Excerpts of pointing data
* Begin *

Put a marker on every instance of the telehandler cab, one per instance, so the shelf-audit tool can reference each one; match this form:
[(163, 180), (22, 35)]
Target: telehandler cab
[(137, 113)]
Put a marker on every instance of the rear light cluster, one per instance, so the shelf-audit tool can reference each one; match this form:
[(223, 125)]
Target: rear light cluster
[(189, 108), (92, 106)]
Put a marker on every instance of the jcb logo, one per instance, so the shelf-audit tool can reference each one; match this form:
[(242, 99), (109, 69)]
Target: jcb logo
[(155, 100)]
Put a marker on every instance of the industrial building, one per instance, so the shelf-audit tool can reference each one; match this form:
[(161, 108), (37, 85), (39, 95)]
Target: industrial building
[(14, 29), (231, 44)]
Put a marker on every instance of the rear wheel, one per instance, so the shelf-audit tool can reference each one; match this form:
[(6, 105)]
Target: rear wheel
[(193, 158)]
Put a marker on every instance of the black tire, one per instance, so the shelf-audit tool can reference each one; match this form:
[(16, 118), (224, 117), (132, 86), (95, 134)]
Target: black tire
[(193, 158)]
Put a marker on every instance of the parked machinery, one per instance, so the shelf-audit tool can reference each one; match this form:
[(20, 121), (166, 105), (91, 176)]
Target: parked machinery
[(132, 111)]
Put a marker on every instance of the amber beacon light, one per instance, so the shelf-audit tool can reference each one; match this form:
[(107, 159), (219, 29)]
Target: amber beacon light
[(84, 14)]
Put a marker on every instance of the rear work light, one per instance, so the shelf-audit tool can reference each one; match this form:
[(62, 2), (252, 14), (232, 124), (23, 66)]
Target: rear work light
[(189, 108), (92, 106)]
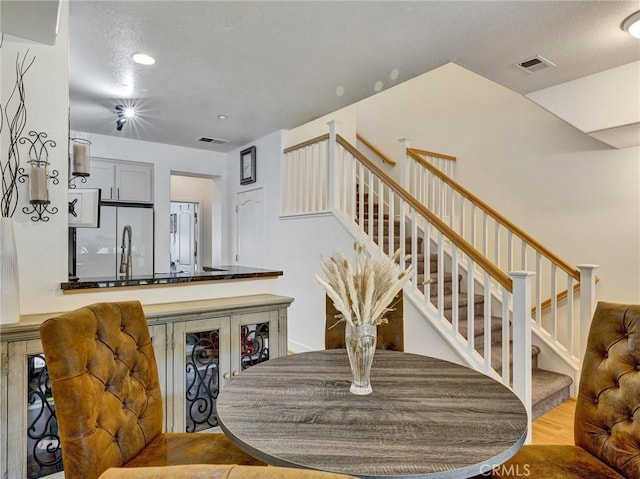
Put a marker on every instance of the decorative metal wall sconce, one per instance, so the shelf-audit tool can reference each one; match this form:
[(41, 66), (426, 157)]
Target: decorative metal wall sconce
[(38, 176), (80, 162)]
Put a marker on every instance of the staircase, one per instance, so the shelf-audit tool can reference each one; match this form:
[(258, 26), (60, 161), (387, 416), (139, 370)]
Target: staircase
[(549, 389), (494, 262)]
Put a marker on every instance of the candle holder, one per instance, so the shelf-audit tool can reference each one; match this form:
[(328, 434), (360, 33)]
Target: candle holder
[(39, 175), (79, 163)]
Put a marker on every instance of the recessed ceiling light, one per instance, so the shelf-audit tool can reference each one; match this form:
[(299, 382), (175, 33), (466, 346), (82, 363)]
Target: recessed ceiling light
[(143, 59), (631, 24)]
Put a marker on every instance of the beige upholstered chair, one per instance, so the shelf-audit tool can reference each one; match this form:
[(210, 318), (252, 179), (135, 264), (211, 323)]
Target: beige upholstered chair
[(218, 472), (105, 387), (607, 419), (390, 334)]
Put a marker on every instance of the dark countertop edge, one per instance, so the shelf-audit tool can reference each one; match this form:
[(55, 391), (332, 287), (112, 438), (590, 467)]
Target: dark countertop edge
[(228, 274)]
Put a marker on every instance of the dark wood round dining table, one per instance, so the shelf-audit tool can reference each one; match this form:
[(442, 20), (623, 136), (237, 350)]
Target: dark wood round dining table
[(426, 417)]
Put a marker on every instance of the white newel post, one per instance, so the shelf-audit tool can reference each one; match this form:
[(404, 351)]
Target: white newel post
[(522, 339), (587, 303), (332, 187), (404, 165)]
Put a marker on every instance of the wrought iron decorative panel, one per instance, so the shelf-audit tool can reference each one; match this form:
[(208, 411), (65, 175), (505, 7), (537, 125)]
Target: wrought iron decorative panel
[(202, 379), (254, 344), (44, 455)]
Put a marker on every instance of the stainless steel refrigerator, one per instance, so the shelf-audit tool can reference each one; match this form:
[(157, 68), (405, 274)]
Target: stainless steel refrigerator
[(98, 251)]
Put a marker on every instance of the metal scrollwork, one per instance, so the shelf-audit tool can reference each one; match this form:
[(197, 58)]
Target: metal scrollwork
[(73, 179), (39, 211), (43, 441), (255, 344), (39, 208), (202, 380)]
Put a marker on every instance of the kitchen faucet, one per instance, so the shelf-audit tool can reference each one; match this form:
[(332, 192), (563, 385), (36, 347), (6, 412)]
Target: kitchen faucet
[(126, 261)]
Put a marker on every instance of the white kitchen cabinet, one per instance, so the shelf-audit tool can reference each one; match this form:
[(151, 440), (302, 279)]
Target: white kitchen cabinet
[(199, 347), (121, 180)]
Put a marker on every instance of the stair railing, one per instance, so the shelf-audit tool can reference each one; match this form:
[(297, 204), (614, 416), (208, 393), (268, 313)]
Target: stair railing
[(384, 158), (305, 178), (509, 247), (385, 216)]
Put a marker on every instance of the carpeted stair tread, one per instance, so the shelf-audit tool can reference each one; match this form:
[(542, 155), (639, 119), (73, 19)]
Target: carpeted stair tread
[(549, 389), (433, 290), (496, 356), (478, 330), (478, 305)]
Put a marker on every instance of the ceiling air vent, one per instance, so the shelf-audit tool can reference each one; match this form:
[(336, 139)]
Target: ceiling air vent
[(215, 141), (534, 64)]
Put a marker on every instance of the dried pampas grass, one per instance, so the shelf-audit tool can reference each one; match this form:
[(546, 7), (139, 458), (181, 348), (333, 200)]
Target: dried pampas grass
[(363, 295)]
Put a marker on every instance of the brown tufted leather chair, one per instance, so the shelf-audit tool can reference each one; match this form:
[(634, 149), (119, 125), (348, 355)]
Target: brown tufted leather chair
[(218, 472), (105, 386), (390, 334), (607, 419)]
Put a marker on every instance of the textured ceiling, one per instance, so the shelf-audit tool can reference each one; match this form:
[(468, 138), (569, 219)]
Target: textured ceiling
[(276, 65)]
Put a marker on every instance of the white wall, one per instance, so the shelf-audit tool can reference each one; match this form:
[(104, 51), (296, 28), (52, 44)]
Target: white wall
[(41, 246), (579, 197)]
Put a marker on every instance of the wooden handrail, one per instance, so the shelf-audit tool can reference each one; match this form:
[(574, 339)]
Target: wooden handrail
[(312, 141), (559, 297), (455, 238), (566, 267), (378, 153), (434, 155)]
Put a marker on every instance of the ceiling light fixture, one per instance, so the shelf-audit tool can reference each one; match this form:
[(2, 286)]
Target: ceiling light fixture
[(631, 24), (143, 59), (124, 113)]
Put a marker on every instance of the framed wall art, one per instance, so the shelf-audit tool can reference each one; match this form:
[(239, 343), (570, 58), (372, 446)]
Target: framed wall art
[(248, 165), (84, 208)]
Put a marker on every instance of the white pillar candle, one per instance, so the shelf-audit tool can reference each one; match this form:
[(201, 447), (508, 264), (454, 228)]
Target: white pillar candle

* End *

=== Job ===
Transcribe the listing above line for line, leaving out the pictures.

=== Final answer ===
Put a marker on every instance of the telehandler cab, one per instance, so the shelf-audit tool can reference each one; match this form:
[(163, 180), (22, 35)]
Target: telehandler cab
[(137, 113)]
Put a marker on every instance of the rear light cluster, one per instance, so the shelf-audit tool can reference each one; match this form:
[(223, 125)]
Target: rear light cluster
[(189, 108), (92, 106)]
Put a marker on every instance of the jcb logo, one per instance, so the shelf-audit tool can reference each one; match this form:
[(242, 99), (109, 69)]
Target: jcb logo
[(155, 100)]
Put a marker on every instance of the industrial building, one per instance, so the shelf-audit tool can reference each one; match this form:
[(161, 108), (37, 85), (39, 95)]
Target: industrial building
[(14, 29), (231, 44)]
Put a marker on every instance of the rear wheel, one per instance, so the shelf-audit tool can reference each one; match this form:
[(6, 105)]
Target: rear wheel
[(193, 158)]
Put a marker on every instance of the black tire, one per instance, so the shelf-audit tool can reference each one; match this form:
[(16, 118), (224, 117), (132, 86), (95, 134)]
Target: black tire
[(193, 158)]
Put a marker on every instance of the parked machinery, one per instance, so the shelf-audit tool can reference each one; match this form:
[(20, 121), (166, 105), (91, 176)]
Target: parked machinery
[(132, 111)]
Put a marker on every instance of the amber beacon light, one per instance, so the shelf-audit tool can reference each one; match this form:
[(107, 159), (219, 29)]
Target: amber beacon light
[(84, 14)]
Put a marker on every instance of the rear work light, one per instance, so the shelf-audit tool can reference each one; match this form:
[(62, 2), (252, 14), (232, 124), (23, 66)]
Target: rear work light
[(189, 108), (92, 106)]
Put a marker on every instance of the decorative metal wall sconce, one per instance, so the shelf-audit tool can reference each one; match this form:
[(41, 66), (426, 157)]
Target: decorative metal wall sconce
[(38, 176), (80, 162)]
Put a marker on every instance of the staircase, one per instance, so the shelf-audit tool can reference each one; match this form:
[(258, 26), (60, 161), (387, 416), (139, 370)]
Target: staircase
[(549, 389), (494, 262)]
Put a marker on every instance of the candle holder, one per instance, so the shelf-audit tool can reference each one; match this form:
[(328, 434), (360, 33)]
Target: candle holder
[(39, 175), (79, 163)]
Put a marker on every instance of the recessed ceiling light, one per instance, so the shelf-audit tool can reference each one; match this form:
[(299, 382), (175, 33), (466, 346), (82, 363)]
Target: recessed ceiling light
[(143, 59), (631, 24)]
Put a marker on every instance of the beige upholstered chair, one per instance, so the shelf-audit tool can reference each one; match this form:
[(210, 318), (252, 179), (135, 264), (211, 323)]
Target: beige upholstered chair
[(218, 472), (105, 387), (607, 419), (390, 334)]
Put a marker on every instance of the dark countertop edge, one per instance, so the shelf-audit tool can reference each one; match this form:
[(55, 391), (332, 287), (112, 438), (590, 467)]
Target: dark countertop edge
[(228, 274)]
Put a marker on every instance of the dark wood round dining table, one per instance, so the shelf-audit tool can reference each one; match this form:
[(442, 20), (623, 136), (237, 350)]
Target: dark wood round dining table
[(426, 417)]
Put a marker on every instance of the white newel post, one per instance, so the shelf-audit tool can reference each one; match this form:
[(404, 351)]
Target: white newel post
[(522, 339), (587, 303), (332, 187), (404, 165)]
Put a marker on every instance of the wrought iron decorative panel, one per instance, so the shelf-audit tool can reference each one; match this form:
[(208, 411), (65, 175), (505, 7), (537, 125)]
Target: wrought iron decorative panel
[(202, 379), (254, 344), (44, 455)]
Put a marker on every instance of the stainless steel refrigerator, one per instance, so the shelf-audit tool can reference each one; match this form:
[(157, 68), (405, 274)]
Target: stainless steel refrigerator
[(98, 251)]
Put a marker on every instance of the metal scrollwork, one per instance, so the shelf-audit tool can reference each one; match this form:
[(197, 58)]
Target: metal scrollwork
[(73, 179), (39, 211), (43, 441), (255, 344), (39, 208), (202, 380)]
Put a marker on every instance of the kitchen faucet, one per instance, so the shelf-audit tool can reference each one; match this form:
[(332, 192), (563, 385), (36, 347), (6, 412)]
Target: kitchen faucet
[(126, 261)]
Put a marker on every instance of the white kitchen cabinet, one per instance, so the shelf-audit tool can reference each one; match this form:
[(151, 440), (302, 279)]
Target: white kitchen cabinet
[(199, 347), (121, 180)]
Put a marker on every instance of the stair railing, one per instance, so the shelf-audit tool can reference each one; match this form:
[(297, 204), (614, 416), (208, 393), (268, 313)]
Target: stair railing
[(384, 158), (305, 178), (509, 247), (385, 216)]
Put a marker on every instance of the carpeted stair tread, one per instance, so the shelf-audit tool can reference each one; match this form:
[(542, 155), (639, 119), (73, 19)]
Target: carpeted stair tread
[(549, 389), (433, 290), (496, 356), (478, 330), (478, 305)]
Put a marker on every instance of the ceiling air vent, one per instance, so the shelf-audit tool can reference each one; match this form:
[(336, 139)]
Target: ceiling air vent
[(215, 141), (534, 64)]
Put a marker on every instance of the dried pampas grass, one per instance, so the shelf-audit tool can reference each one; match this form:
[(546, 7), (139, 458), (181, 348), (333, 200)]
Target: dried pampas grass
[(363, 295)]
Put a marker on every instance of the brown tufted leather chair, one per instance, so the shelf-audit tool can reference each one; match this form:
[(634, 149), (119, 125), (348, 355)]
Target: brown tufted leather chair
[(218, 472), (105, 386), (390, 334), (607, 419)]
Put a marker on every instance of the textured ceiling, one per instance, so the shelf-audit tool can reference each one; match this form:
[(468, 138), (569, 219)]
Target: textured ceiling
[(276, 65)]
Put a marker on every instance of the white wall, one per instance, so the shelf-audit tool can reference each one; match this form:
[(104, 51), (296, 28), (52, 44)]
Target: white wall
[(41, 246), (579, 197)]
Put a marker on every instance of the wooden handrail, one per instance, so the shelf-audit tool can reference each one; match this form:
[(574, 339)]
Target: wooden handrail
[(312, 141), (559, 297), (455, 238), (566, 267), (378, 153), (434, 155)]
Put a marker on every instance of the ceiling light fixture, one per instance, so the shelf-audit tool can reference each one; match this form:
[(2, 286)]
Target: ceiling light fixture
[(631, 24), (143, 59), (124, 113)]
Put a marker on every instance of the framed wall art, one per instance, so the shelf-audit tool can reference each one; match this form:
[(239, 343), (570, 58), (372, 446)]
Target: framed wall art
[(248, 165), (84, 208)]
Put a marker on every instance of the white pillar candle, one per instance, so the shelf-audit tool can reference each one; match this form:
[(201, 447), (508, 264), (454, 228)]
Target: white pillar candle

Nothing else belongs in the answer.